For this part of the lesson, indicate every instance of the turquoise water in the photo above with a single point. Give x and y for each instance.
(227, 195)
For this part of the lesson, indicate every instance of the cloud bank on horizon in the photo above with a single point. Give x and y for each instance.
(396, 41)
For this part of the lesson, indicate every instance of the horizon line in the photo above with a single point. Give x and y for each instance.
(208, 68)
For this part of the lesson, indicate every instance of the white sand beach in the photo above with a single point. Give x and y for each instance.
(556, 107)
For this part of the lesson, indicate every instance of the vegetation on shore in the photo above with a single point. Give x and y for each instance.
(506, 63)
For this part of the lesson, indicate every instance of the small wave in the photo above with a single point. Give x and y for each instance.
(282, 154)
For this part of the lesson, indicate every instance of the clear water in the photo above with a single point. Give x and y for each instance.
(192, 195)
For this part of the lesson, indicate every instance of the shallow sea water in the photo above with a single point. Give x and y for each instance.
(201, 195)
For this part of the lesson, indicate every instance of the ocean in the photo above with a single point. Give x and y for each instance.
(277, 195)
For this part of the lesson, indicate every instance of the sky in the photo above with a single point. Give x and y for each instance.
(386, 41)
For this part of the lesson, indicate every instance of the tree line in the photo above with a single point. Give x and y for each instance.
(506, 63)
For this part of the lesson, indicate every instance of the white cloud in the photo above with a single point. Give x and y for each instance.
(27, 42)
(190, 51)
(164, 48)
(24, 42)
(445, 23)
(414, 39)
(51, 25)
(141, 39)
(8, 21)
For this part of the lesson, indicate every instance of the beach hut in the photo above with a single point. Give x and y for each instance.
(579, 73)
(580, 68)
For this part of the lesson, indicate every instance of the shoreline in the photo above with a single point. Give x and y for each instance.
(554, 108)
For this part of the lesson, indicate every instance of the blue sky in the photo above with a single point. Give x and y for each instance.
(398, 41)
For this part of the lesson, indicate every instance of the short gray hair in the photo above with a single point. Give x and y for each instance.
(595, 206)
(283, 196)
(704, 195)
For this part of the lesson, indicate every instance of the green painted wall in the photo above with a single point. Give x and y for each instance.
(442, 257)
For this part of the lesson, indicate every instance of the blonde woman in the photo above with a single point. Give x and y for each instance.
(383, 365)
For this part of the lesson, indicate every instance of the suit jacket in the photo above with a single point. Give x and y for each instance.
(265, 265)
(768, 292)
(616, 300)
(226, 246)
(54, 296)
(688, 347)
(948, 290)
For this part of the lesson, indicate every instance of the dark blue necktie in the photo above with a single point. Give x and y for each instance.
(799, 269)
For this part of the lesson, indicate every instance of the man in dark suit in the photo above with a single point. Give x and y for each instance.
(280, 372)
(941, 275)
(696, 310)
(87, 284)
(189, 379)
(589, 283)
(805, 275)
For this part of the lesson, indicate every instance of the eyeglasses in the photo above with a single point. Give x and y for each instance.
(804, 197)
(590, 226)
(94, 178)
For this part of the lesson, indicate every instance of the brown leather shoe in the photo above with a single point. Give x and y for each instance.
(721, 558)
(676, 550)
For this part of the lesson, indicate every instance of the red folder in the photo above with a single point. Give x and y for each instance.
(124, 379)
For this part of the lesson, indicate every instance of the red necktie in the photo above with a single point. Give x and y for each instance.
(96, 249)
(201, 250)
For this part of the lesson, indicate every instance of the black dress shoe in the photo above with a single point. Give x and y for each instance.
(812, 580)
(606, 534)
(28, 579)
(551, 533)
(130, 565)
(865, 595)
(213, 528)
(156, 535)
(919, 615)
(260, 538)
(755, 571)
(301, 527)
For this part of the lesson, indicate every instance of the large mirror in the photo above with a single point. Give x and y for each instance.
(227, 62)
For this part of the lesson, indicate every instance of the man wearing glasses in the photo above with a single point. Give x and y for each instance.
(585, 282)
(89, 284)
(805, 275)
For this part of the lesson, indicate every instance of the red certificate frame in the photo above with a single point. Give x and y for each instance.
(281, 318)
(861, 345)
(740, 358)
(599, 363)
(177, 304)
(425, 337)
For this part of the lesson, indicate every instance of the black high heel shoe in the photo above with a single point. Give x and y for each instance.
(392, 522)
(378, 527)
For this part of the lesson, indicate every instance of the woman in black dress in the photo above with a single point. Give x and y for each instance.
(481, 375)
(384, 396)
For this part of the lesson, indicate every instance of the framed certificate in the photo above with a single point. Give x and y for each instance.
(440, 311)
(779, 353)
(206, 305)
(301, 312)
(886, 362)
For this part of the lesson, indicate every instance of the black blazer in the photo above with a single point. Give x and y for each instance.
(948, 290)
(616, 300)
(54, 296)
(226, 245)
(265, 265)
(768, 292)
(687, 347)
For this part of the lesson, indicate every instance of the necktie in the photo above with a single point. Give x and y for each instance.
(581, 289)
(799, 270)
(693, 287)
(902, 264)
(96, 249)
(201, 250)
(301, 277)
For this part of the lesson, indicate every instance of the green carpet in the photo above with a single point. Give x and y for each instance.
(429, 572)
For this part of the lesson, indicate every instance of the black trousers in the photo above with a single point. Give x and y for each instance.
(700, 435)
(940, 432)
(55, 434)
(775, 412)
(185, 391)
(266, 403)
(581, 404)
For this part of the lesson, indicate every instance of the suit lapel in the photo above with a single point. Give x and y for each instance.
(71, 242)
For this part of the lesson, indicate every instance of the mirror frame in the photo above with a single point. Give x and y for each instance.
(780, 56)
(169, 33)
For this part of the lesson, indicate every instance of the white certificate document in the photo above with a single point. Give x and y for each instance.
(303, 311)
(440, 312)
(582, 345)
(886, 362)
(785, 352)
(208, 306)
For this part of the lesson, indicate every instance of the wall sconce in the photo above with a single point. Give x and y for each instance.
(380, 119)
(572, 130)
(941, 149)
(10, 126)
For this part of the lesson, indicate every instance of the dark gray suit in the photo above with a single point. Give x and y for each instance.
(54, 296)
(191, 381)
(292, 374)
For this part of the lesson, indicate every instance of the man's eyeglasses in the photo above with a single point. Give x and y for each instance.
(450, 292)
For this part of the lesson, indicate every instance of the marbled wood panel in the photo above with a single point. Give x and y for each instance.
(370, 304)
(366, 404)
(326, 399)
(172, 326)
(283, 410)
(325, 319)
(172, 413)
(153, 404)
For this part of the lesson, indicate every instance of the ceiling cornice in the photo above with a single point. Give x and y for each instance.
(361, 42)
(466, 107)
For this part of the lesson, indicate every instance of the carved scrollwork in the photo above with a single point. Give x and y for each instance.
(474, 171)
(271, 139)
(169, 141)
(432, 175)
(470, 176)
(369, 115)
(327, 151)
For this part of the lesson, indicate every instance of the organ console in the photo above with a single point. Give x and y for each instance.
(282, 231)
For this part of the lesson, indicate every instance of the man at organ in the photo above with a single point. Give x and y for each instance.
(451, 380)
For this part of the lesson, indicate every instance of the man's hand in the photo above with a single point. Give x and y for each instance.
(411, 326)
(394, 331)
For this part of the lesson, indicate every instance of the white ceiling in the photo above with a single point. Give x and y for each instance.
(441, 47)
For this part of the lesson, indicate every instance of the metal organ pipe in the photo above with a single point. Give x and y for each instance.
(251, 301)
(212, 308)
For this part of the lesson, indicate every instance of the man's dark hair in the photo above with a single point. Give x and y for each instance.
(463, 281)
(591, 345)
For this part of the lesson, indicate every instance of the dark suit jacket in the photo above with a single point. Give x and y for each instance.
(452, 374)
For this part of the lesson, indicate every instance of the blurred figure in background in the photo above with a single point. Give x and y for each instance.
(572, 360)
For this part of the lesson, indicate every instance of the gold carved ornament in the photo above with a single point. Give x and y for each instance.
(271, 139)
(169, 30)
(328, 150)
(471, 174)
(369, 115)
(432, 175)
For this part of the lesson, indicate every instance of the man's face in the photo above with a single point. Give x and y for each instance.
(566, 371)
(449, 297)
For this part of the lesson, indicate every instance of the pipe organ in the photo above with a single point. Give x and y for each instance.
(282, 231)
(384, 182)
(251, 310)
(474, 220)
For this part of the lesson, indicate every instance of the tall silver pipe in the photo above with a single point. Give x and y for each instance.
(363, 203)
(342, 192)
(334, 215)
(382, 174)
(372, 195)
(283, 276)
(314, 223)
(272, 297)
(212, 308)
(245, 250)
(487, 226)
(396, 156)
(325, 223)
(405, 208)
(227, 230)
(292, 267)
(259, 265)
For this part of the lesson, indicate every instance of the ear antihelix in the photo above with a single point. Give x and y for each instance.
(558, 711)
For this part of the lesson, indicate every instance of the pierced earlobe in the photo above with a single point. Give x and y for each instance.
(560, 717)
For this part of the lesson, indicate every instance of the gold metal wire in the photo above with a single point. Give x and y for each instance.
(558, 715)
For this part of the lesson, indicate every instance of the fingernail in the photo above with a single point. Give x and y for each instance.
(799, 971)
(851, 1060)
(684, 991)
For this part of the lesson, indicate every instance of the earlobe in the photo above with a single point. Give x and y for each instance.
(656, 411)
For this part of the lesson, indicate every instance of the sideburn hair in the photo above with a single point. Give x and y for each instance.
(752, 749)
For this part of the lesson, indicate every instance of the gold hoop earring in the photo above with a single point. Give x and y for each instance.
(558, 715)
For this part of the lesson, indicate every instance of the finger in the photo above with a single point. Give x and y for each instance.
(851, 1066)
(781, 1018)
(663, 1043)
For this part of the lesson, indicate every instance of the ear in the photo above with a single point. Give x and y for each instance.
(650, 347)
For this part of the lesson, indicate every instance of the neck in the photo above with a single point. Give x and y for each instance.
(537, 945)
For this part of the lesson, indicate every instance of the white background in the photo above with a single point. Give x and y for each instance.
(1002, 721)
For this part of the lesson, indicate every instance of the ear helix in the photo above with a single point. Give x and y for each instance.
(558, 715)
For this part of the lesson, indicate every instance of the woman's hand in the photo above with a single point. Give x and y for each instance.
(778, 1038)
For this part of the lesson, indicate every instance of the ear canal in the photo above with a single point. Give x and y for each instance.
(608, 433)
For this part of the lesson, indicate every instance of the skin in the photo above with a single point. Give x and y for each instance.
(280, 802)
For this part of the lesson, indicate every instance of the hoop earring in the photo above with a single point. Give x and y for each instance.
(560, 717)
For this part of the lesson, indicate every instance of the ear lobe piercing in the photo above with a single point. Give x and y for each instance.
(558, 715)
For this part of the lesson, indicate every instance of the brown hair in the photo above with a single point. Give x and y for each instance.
┄┄┄┄┄┄
*PROBLEM TO SOLVE*
Convert the data, starting at the line containing "the neck in" and ending at the final line of the data, into a Markdown table with the columns Row and Text, numbering each line and omitting blank lines.

*SOLUTION FOR THIS PROBLEM*
| Row | Text |
|---|---|
| 1 | For this part of the lesson, indicate every instance of the neck in the photo above with a single point. Give x and y for each instance. |
| 2 | (537, 945) |
| 3 | For this part of the lesson, indicate every instance of the white background in the photo above with a single point. Give x and y for each instance. |
| 4 | (1002, 721) |
| 5 | For this part of the lesson, indicate every instance of the ear helix in the photo above with a single point. Give x and y for each instance. |
| 6 | (558, 715) |
| 7 | For this part of the lesson, indicate every instance of the woman's hand in the photo above with a single point. Give x and y for each instance. |
| 8 | (778, 1038) |
| 9 | For this part of the lesson, indicate every instance of the ear canal in the photo above with a single point. Give x and y for each instance. |
| 10 | (608, 433) |
| 11 | For this part of the lesson, indicate every instance of the skin in the photo above with a single point. Give x and y for each instance. |
| 12 | (280, 802) |
| 13 | For this part of the lesson, indicate every instance of the hoop earring in the photo above with a single point. Give x and y for each instance. |
| 14 | (560, 717) |
| 15 | For this part of the lesson, indicate every instance of the ear lobe piercing in the photo above with a single point. Give x and y for each instance. |
| 16 | (558, 715) |
| 17 | For this part of the lesson, indicate every instance of the brown hair in the photo above with a single point. Give x and y for each instance. |